##### Data shown

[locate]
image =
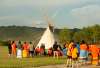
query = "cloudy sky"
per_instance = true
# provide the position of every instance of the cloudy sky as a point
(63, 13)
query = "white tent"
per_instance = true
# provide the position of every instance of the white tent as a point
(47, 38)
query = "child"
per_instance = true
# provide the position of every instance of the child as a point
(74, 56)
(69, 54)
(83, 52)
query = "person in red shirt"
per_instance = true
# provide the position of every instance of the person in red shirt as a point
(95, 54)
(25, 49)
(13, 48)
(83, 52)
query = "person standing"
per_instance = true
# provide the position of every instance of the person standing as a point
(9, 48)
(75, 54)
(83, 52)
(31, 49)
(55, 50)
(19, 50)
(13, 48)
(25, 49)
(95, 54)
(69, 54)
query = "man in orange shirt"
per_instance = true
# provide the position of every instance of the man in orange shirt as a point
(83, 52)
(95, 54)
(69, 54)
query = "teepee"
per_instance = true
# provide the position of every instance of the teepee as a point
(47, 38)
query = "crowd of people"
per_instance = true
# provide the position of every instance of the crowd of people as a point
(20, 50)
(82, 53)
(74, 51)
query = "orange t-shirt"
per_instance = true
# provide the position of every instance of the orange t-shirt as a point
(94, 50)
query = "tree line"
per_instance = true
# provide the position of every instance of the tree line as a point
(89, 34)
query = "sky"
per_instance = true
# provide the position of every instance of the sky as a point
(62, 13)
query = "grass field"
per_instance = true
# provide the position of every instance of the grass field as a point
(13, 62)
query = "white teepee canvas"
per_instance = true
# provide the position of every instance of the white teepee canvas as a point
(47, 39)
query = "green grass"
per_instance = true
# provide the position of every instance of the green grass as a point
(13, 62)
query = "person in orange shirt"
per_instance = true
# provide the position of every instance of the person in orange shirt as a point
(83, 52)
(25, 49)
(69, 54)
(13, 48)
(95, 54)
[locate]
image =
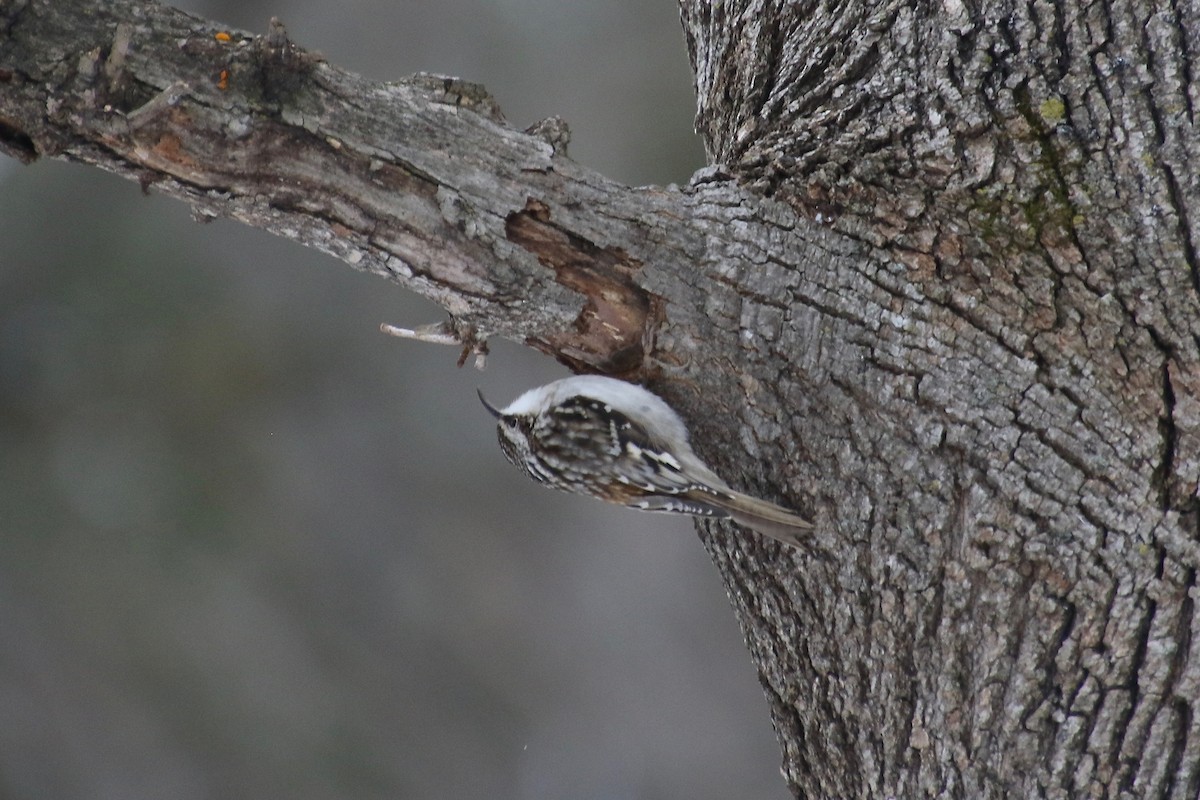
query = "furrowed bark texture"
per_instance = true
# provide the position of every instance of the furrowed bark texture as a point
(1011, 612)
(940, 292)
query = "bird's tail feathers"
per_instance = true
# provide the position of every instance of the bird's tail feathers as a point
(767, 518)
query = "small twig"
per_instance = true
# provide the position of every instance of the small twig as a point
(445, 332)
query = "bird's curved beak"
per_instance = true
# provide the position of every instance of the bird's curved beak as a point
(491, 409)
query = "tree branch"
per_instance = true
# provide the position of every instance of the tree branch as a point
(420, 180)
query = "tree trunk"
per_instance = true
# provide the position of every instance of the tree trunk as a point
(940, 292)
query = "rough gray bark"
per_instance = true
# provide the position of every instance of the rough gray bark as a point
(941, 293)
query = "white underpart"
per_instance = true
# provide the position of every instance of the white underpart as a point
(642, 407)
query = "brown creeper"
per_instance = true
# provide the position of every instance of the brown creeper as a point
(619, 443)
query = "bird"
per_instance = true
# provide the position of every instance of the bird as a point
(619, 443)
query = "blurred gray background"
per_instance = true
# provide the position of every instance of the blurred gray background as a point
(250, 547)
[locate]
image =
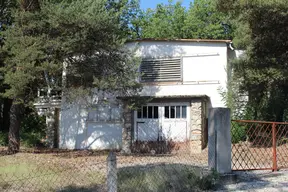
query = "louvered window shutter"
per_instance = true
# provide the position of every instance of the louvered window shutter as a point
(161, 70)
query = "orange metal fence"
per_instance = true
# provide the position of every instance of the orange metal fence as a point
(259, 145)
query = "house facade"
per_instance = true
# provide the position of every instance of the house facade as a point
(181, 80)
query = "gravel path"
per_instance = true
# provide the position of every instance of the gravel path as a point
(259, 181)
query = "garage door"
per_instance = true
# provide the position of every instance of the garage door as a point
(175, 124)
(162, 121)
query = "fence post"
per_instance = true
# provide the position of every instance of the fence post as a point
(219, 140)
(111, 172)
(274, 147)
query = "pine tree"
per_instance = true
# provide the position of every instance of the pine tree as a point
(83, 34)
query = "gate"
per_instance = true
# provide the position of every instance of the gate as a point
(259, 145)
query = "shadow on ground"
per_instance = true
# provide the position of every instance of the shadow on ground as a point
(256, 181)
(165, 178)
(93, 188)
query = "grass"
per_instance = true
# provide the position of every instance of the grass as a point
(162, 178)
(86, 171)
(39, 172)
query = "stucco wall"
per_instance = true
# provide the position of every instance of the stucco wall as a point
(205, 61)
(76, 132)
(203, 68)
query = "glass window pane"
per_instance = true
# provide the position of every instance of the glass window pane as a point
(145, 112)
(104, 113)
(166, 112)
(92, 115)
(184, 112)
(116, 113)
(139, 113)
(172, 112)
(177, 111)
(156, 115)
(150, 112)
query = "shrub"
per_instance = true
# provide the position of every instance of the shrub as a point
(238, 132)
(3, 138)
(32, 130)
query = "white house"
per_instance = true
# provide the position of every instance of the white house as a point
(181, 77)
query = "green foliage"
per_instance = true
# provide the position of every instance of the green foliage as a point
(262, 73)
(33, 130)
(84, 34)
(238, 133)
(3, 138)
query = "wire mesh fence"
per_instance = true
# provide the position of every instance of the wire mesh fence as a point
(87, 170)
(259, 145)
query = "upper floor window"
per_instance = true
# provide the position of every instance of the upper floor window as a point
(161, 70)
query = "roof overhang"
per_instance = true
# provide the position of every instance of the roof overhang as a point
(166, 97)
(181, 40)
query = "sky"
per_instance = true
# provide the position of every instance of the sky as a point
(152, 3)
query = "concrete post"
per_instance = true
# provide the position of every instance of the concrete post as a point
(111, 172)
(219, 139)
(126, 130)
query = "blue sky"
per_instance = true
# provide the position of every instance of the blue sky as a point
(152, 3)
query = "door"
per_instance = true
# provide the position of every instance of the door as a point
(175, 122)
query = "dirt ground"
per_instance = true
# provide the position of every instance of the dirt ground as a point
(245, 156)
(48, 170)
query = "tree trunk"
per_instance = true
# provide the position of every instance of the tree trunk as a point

##########

__The task__
How many lines of the items above contain the word "people"? Matching is case-sensitive; reply with the number alone.

__Answer to this task__
2